Top of ENTRIES PROVIDED

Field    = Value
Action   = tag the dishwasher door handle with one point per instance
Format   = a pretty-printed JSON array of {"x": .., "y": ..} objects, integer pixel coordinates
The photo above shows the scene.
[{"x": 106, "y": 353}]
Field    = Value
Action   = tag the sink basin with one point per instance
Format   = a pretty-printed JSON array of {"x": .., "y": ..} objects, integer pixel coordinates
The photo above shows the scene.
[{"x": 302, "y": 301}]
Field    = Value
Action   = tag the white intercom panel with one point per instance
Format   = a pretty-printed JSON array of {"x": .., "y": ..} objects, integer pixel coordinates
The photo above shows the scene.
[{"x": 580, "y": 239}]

Bottom of ENTRIES PROVIDED

TASK DIRECTIONS :: From top to bottom, repeat the material above word for word.

SOLUTION ::
Field    = Value
Action   = tag the dishwasher door handle with one point per instance
Format   = a pretty-printed JSON array of {"x": .., "y": ..} objects, integer pixel coordinates
The photo above shows the scene.
[{"x": 106, "y": 353}]
Field    = Value
Action   = tag the sink basin with one point per instance
Format   = a pretty-printed JSON array of {"x": .., "y": ..} objects, integer pixel coordinates
The photo above shows the scene.
[{"x": 302, "y": 301}]
Field    = Value
Action   = tag the white intercom panel with one point per instance
Format   = a pretty-printed JSON array of {"x": .., "y": ..} objects, integer pixel coordinates
The photo above shows the scene.
[{"x": 580, "y": 239}]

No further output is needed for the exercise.